PROVIDED TEXT
- - - - - - -

Victorian Heritage Register
- Official name: Mount Boninyong Homestead
- Type: State heritage (built and natural)
- Designated: 23 June 1960
- Reference no.: B1101

= Mount Boninyong =

Historic Homestead in Victoria, Australia

Mount Boninyong is a historic mansion at the base of Mount Buninyong, of which the homestead was named in the original spelling, located on the Midland Highway in Scotsburn, sitting immediately outside of the City of Ballarat in the Shire of Moorabool, Victoria, Australia. Built in 1884 in a distinctive Scottish Baronial style, the homestead and its surrounding garden form one of the most intact examples of late 19th century pastoral residence complexes in the Ballarat region. The property is notable for its association with early Scottish-Australian pastoral settlement.

==History==

In 1839, Andrew Scott of Glasgow arrived in the Port Phillip District and took up the Mount Boninyong pastoral run in 1840, establishing one of the earliest grazing operations in the Buninyong region. Scott also took up the Warracknabeal Run from 1845. Mrs. Scott was reportedly the first European woman in the area. His sons, Robert and Andrew Jr., partnered in operating the Mount Boninyong run, and together the family maintained the stations as part of the expanding network of pastoral holdings in the region. Andrew Scott (Sr.) died in 1853. The run initially covered some 16,000 acres of rich grazing land at the foot of Mount Buninyong. The prominence of the Scotts in the settlement of the area was such that the locality eventually became known as Scotsburn.

- - - - - - -

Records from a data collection
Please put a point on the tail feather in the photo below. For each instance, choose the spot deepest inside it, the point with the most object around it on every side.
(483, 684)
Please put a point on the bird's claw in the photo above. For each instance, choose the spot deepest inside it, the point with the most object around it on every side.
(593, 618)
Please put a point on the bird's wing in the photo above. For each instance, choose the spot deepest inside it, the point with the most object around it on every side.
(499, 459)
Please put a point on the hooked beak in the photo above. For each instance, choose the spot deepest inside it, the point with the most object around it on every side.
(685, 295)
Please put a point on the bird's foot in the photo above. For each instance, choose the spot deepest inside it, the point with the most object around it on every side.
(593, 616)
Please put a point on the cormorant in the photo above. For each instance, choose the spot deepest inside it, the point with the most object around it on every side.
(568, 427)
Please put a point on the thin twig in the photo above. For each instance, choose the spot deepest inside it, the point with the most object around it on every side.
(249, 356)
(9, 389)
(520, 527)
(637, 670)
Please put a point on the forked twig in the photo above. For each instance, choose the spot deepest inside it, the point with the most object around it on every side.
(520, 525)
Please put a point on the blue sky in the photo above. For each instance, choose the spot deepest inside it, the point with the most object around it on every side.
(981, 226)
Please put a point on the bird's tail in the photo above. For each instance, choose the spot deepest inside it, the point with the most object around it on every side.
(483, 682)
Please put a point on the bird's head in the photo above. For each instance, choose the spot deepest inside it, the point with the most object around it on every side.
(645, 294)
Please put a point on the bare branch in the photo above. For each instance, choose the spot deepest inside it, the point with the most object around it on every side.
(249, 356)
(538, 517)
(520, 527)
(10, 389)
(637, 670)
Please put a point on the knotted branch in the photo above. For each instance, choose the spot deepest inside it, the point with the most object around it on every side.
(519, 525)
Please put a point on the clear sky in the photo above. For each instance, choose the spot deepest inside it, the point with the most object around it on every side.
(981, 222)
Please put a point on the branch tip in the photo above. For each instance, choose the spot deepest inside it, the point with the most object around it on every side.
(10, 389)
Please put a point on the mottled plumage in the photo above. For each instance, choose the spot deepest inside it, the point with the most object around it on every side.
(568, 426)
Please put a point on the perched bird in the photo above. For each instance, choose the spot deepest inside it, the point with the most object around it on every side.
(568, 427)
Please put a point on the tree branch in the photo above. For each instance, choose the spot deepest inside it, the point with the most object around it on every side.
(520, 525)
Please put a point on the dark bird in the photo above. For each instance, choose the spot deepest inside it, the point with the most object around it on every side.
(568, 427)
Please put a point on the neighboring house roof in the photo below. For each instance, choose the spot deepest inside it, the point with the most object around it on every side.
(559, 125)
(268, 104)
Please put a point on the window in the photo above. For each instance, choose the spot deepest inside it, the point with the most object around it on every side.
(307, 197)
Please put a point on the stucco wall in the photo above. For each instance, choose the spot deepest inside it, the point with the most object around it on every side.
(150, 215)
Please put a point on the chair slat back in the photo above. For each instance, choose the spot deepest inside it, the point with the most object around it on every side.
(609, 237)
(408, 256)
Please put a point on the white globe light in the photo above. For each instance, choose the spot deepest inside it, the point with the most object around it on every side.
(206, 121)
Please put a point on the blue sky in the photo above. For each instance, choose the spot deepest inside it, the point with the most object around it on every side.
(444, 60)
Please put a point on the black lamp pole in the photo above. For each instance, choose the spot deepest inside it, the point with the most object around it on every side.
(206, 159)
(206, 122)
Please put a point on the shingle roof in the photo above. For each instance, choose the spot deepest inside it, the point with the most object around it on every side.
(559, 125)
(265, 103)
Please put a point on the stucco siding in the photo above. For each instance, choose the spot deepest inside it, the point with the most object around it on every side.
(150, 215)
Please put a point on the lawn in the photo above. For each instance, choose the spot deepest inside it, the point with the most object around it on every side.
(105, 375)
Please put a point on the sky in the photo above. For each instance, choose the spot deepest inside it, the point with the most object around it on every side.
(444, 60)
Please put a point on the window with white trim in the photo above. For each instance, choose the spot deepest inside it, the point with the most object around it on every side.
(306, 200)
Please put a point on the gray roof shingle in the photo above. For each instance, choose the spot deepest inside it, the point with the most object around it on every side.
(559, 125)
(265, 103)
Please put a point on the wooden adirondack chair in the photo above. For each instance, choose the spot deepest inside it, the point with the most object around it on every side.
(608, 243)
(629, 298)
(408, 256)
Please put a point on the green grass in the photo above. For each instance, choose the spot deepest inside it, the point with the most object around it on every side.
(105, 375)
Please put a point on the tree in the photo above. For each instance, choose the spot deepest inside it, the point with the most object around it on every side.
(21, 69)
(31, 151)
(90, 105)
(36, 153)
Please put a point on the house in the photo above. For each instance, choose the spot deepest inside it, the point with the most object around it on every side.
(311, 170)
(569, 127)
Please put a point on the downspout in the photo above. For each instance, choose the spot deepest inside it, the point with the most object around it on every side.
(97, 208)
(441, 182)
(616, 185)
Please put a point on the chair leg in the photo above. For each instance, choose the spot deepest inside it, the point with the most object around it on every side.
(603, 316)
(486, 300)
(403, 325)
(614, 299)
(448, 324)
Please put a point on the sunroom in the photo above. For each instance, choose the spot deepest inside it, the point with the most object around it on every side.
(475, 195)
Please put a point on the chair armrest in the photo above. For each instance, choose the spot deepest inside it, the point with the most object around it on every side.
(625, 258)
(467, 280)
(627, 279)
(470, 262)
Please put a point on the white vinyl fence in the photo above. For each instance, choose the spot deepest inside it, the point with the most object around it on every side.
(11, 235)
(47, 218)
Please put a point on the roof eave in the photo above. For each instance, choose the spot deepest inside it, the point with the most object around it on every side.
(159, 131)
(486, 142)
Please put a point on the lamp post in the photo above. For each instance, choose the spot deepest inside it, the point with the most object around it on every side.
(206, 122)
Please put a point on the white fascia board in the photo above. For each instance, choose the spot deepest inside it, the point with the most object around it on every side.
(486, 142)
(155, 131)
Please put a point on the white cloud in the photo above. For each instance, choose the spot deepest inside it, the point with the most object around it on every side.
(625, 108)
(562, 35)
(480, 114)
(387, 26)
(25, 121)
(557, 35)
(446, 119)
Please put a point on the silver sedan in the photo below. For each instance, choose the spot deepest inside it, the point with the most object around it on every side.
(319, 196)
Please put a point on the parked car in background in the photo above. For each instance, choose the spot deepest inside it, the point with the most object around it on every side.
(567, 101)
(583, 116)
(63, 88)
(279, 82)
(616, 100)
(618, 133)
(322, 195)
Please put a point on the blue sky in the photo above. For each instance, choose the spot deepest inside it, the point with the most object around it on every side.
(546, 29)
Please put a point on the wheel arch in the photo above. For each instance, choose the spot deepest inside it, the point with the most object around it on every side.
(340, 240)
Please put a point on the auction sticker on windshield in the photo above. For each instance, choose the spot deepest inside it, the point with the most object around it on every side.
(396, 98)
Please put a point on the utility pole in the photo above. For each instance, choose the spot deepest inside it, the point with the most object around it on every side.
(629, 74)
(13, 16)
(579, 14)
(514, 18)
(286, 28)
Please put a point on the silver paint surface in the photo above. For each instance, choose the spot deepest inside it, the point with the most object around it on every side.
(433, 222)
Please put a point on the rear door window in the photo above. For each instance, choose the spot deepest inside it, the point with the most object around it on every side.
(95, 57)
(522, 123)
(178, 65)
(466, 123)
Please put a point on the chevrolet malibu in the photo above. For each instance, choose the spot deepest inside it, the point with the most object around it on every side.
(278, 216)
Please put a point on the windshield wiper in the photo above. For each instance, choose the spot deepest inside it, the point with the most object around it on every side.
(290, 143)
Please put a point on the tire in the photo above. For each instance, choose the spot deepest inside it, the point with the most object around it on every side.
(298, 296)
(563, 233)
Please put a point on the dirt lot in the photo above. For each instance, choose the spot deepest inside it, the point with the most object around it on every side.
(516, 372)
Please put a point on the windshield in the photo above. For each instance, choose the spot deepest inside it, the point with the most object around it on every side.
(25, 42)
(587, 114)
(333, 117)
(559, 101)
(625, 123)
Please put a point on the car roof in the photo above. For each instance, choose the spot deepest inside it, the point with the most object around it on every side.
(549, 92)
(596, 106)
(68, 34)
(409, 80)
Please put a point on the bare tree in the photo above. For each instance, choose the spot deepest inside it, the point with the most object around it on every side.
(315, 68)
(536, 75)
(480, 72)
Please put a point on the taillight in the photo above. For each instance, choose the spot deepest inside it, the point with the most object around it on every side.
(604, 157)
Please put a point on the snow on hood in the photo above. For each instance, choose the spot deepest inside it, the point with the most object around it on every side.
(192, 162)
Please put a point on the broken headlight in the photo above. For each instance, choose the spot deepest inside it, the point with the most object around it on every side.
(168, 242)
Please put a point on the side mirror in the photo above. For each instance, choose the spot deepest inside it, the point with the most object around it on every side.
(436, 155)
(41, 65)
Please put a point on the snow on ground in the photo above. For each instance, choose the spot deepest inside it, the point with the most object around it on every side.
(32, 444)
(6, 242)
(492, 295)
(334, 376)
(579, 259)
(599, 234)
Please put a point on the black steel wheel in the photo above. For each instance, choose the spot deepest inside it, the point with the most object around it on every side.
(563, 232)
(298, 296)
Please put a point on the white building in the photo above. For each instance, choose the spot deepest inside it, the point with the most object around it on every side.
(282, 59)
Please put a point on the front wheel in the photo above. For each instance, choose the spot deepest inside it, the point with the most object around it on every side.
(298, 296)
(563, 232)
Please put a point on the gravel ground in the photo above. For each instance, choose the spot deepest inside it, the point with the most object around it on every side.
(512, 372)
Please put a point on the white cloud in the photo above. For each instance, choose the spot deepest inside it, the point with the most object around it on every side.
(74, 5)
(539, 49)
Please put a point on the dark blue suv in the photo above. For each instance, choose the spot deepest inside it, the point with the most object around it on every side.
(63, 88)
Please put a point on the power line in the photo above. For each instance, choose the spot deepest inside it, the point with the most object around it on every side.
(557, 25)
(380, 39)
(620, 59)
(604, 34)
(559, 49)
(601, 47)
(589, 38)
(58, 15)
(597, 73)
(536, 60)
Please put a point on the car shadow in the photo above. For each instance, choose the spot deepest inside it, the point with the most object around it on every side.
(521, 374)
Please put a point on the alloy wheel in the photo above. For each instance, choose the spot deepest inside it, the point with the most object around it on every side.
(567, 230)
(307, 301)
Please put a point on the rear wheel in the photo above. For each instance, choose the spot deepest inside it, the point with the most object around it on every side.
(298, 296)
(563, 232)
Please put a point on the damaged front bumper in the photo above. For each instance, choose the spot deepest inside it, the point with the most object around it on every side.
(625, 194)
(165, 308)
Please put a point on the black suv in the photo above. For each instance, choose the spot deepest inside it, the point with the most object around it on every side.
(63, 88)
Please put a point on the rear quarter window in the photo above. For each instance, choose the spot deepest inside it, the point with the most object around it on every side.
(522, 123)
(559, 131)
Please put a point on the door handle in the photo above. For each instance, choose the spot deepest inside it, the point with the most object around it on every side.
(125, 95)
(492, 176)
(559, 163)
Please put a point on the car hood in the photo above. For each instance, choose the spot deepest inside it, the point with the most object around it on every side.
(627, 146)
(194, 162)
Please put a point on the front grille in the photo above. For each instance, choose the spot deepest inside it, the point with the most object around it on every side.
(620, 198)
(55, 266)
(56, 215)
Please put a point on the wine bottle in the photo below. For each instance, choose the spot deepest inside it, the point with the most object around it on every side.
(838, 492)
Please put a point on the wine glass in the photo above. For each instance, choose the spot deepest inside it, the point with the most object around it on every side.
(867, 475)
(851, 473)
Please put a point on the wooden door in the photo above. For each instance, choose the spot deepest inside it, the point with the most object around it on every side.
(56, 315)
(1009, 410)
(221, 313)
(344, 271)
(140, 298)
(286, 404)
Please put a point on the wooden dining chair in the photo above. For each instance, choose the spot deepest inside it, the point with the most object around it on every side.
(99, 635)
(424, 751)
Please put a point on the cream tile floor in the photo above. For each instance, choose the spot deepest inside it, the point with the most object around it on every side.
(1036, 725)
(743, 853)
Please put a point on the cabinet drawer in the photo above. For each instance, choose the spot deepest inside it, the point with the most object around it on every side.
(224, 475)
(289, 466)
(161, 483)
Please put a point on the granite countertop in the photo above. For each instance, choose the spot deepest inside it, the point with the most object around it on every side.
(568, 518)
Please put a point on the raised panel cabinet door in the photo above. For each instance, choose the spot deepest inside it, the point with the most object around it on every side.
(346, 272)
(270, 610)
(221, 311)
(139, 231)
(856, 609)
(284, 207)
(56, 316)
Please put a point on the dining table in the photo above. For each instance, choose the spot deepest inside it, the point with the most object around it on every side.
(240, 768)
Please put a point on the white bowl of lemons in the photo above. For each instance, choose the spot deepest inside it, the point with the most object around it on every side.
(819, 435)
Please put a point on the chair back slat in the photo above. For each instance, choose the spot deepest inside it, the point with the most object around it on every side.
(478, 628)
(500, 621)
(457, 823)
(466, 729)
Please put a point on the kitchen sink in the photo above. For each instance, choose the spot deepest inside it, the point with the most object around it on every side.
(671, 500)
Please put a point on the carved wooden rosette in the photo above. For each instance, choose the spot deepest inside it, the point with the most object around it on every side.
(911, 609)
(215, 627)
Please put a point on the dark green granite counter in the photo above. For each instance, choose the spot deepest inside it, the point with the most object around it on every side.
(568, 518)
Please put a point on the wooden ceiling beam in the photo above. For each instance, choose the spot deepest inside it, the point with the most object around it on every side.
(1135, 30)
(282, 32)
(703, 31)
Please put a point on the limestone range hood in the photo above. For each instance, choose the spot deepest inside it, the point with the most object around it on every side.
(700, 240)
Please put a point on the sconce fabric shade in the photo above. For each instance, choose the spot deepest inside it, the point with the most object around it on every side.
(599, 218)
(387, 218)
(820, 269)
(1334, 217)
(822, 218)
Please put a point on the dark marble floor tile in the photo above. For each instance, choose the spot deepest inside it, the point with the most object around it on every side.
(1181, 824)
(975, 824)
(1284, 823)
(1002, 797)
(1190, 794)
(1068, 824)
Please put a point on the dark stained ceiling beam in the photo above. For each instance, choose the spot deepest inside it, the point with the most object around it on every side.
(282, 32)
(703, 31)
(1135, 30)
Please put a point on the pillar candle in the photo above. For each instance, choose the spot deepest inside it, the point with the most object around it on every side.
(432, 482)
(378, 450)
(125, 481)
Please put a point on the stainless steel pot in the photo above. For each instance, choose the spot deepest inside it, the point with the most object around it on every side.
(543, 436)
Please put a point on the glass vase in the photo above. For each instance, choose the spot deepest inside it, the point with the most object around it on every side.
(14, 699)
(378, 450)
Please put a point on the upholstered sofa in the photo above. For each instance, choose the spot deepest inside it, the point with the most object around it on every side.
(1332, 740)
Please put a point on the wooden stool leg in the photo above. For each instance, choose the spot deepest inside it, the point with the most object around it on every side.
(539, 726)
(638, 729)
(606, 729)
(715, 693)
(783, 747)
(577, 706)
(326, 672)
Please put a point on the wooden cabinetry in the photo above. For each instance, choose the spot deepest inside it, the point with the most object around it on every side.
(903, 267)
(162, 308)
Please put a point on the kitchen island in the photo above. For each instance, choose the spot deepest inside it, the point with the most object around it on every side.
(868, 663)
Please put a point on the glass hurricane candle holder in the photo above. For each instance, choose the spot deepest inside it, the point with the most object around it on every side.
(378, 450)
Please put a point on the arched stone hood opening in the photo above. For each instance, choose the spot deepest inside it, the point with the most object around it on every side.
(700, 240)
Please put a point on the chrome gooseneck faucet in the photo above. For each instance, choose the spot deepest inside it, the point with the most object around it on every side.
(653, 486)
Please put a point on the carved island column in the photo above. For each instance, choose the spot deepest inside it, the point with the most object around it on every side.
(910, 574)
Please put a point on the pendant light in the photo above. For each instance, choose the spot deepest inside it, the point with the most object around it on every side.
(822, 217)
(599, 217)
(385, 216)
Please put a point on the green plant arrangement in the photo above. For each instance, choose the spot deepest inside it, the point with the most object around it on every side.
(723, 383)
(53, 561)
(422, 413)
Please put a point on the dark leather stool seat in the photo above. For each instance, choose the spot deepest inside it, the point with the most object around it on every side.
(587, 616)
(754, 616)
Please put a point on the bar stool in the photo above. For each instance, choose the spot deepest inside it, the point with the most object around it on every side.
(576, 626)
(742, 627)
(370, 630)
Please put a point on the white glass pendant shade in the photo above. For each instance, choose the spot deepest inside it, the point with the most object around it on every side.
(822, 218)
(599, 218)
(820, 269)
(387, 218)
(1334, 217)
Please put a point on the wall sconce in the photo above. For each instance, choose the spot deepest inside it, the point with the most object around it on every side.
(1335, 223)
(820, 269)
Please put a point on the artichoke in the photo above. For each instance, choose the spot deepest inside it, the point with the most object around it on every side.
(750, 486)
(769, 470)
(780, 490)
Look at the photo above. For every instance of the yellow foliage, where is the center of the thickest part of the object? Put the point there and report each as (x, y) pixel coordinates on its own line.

- - - - - - -

TASK A
Rewrite the stretch of the Mount Boninyong text from "In 1839, Andrew" through "known as Scotsburn.", swapping "grazing land" for "pastureland".
TASK B
Go on with the text about the Mount Boninyong homestead, picking up after its last sentence.

WRITTEN ANSWER A
In 1839, Andrew Scott of Glasgow arrived in the Port Phillip District and took up the Mount Boninyong pastoral run in 1840, establishing one of the earliest grazing operations in the Buninyong region. Scott also took up the Warracknabeal Run from 1845. Mrs. Scott was reportedly the first European woman in the area. His sons, Robert and Andrew Jr., partnered in operating the Mount Boninyong run, and together the family maintained the stations as part of the expanding network of pastoral holdings in the region. Andrew Scott (Sr.) died in 1853. The run initially covered some 16,000 acres of rich pastureland at the foot of Mount Buninyong. The prominence of the Scotts in the settlement of the area was such that the locality eventually became known as Scotsburn.

WRITTEN ANSWER B
As pastoral leases were progressively restructured in response to changes in colonial land policy through the 1860s and 1870s, including the opening of selections and subdivision of large runs, portions of the original Boninyong run were sold and reorganised to create smaller farms and settlements. During this period, the Scott family retained core portions of the estate and continued to develop its infrastructure. In 1884, a substantial homestead was constructed for Robert Scott near the site of the original slab hut serving the run. The homestead was built in a prominent Scottish Baronial-influenced Victorian style. The design incorporated complex roof forms, projecting bays and a bellcote, together with cast-iron verandah decoration that was fashionable at the time. The residence was surrounded by a mature garden, which survives as one of the few examples of early domestic landscape plantings in the region.

The garden that accompanies the homestead includes formal lawns and plantings intended to accentuate the scale and aesthetic of the mansion, and it has been identified as one of the oldest intact domestic garden settings in Victoria.